Aufgabenstellung -
Schreiben Sie aus dem nachfolgenden Übungstext den Abschnitt von „Und während sie“ bis „Bruder Levi sagen.“ wortgetreu ab.

Übungstext -
========================

Und während sie lange Zeit still daran denkt, beruhigt sie sich etwas. Sie kann wieder klarer denken. Und auf einmal keimt so eine Sicherheit in ihr auf, die ihr klar macht: "Das kann nicht alles umsonst gewesen sein. Es ist nicht alles zu Ende!" Und sie muss das ihrem Bruder Levi sagen.
"Levi, ich habe nachgedacht. Ich verstehe es auch nicht, wieso das so gekommen ist. Warum Jesus ans Kreuz musste und aushalten musste bis zum Tod. Es ist grausam, ich wollte, es wäre anders. Jetzt ist er weg. So viele Menschen haben ihm zugehört und haben einen neuen Weg für ihr Leben gefunden. Und wir ja auch! Weißt du noch, wie er sagte, dass wir Gott lieben sollen und den Nächsten wie uns selbst? Weißt du, das ist ja das wichtigste! Und er hat überall wunderbar Leben geheilt. Für den, der an ihn glaubte, gab es keine Aussichtslosigkeit bei ihm, sondern neue Hoffnung. Was rede ich, das hast du ja selber erlebt. Du warst ein ganz neuer Mensch, warst wie ausgewechselt, so voller Lebensmut, als du von der Predigt und den Taten Jesu hörtest und ihn jetzt auch selbst gesehen und gehört hast."
"Ja, Priska, so ist es gewesen. Aber nun ist das zu Ende. Oder etwa nicht? Wenn er nicht mehr lebt, kann er nicht mehr helfen. Gott hat ihn verlassen und uns auch. So einfach ist das. Oder siehst du das etwa anders?"
Levi klingt verbittert, so sehr schmerzt ihn der Tod Jesu.
„Ich glaube einfach nicht, daß es so ist, wie du denkst. Ich glaube nicht, dass Gott das einfach so mit angesehen hat. Hast du nicht auch davon gehört, was die andern sagen? Jesus hat schon vor seinem Tod davon gesprochen, dass er leiden und sterben wird. Erinnerst du dich noch, was über diese Sache in Betanien gesagt wird? Eine Frau hat Jesus mit einer ganzen Flasche Salböl übergossen, alle haben sich furchtbar aufgeregt: Soviel teures Öl! Aber Jesus hat sie gelobt und sagte, sie habe ihn schon im vorhinein für sein Begräbnis gesalbt. Er hat gewusst, dass er gekreuzigt wird! Es musste so kommen, von Gott her. Warum - das kann ich nicht begreifen. Aber ich glaube, irgendetwas will Gott damit zeigen. Und ich bin sicher, Gott hat uns was gezeigt, aber anders, als wir das erwartet haben... Diese Dunkelheit, und dann das Erdbeben, als Jesus starb... Da war Gott. Und dann, da warst du schon weg, ist da noch etwas passiert: Die Soldaten, die Jesus am Kreuz bewachten und auch der Hauptmann, die waren ganz verändert, als sie das alles miterlebt hatten. Ich habe gehört, dass der Hauptmann gesagt haben soll: Dieser ist wahrlich Gottes Sohn!' Jetzt haben sie es zugegeben! Jetzt haben sie es endlich erkannt: Jesus ist Gottes Sohn. Und sogar die Wachen konnten es erleben: Gott hat seinen Sohn nicht verlassen, auch wenn er stirbt!"

========================

Vorliegendes Material -
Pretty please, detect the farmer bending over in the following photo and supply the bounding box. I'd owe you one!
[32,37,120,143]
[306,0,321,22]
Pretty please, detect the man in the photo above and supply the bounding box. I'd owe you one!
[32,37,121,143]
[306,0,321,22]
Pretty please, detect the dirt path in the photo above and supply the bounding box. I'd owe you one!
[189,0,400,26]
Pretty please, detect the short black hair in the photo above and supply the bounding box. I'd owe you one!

========================

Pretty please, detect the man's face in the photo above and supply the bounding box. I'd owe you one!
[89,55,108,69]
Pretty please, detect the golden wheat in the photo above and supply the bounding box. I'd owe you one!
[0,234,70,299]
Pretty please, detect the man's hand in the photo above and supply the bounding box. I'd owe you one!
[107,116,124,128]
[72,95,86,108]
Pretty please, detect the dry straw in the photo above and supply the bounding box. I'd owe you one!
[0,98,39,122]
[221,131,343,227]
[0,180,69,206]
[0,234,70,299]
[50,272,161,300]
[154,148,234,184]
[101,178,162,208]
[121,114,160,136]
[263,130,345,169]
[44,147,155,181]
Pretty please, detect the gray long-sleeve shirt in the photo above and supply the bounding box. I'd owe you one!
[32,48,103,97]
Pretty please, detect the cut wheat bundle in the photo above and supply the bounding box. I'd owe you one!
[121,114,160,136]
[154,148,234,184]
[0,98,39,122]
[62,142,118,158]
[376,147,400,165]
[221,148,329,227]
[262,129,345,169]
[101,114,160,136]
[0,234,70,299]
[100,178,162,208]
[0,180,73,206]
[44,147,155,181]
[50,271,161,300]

========================

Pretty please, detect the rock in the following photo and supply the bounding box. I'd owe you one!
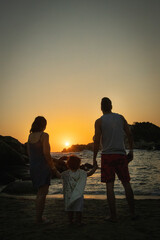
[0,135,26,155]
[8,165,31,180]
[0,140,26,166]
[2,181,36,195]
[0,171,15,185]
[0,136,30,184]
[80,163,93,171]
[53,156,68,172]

========================

Lösung -
Und während sie lange Zeit still daran denkt, beruhigt sie sich etwas. Sie kann wieder klarer denken. Und auf einmal keimt so eine Sicherheit in ihr auf, die ihr klar macht: "Das kann nicht alles umsonst gewesen sein. Es ist nicht alles zu Ende!" Und sie muss das ihrem Bruder Levi sagen.